• What you have to do
Check each line below for the word "above", and copy those that have it.
(Input for this task Opens)
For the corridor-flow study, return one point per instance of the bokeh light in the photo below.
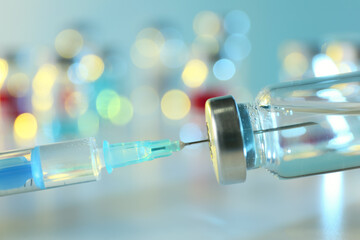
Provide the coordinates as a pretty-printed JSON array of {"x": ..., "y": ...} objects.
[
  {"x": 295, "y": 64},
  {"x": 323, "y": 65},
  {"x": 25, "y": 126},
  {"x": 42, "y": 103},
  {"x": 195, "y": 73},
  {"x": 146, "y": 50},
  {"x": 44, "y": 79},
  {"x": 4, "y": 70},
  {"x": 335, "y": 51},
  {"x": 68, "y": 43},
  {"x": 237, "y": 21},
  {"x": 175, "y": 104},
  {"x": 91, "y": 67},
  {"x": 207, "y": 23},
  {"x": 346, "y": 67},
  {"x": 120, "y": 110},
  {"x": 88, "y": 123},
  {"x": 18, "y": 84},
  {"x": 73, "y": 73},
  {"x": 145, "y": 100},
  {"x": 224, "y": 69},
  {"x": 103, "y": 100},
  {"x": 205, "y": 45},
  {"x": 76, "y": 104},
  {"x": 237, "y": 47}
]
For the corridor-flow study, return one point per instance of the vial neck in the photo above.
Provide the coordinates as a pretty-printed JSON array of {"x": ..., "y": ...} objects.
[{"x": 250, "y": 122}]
(Input for this task Closes)
(Input for this task Opens)
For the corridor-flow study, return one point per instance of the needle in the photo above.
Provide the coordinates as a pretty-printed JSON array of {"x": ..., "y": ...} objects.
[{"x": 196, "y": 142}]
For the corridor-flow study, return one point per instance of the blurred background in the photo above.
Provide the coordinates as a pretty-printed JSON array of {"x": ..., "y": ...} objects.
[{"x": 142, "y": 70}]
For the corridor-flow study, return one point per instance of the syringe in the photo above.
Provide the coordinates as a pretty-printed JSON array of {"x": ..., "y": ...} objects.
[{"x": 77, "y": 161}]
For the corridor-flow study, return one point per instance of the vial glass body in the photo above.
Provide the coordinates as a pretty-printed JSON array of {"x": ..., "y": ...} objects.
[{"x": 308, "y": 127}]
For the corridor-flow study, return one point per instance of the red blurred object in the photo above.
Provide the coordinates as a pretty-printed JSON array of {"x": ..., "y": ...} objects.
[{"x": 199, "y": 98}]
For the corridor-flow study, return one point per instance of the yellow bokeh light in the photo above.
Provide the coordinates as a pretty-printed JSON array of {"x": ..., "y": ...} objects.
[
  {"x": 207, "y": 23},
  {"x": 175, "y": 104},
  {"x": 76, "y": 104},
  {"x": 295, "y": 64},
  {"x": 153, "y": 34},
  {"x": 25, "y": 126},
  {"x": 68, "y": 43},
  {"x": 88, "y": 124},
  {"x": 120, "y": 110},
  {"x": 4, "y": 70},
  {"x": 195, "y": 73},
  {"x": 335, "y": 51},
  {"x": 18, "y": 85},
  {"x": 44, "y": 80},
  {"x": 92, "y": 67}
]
(Input for this task Closes)
• Output of the exercise
For the corridor-flow study, return one point per instance of the vial neck in the photo above.
For the corridor-flow study, return one point per instance of the needle in the photo above.
For the corridor-flow study, return one point per instance of the blurred background in the photo above.
For the corridor-flow study, return one point per instance of the syringe in the photo above.
For the corridor-flow study, return one point per instance of the vial glass body in the photo above.
For the corridor-flow study, return one point per instance of the red blurred object in the photo above.
For the corridor-flow study, return one point per instance of the yellow bokeh light in the photo above.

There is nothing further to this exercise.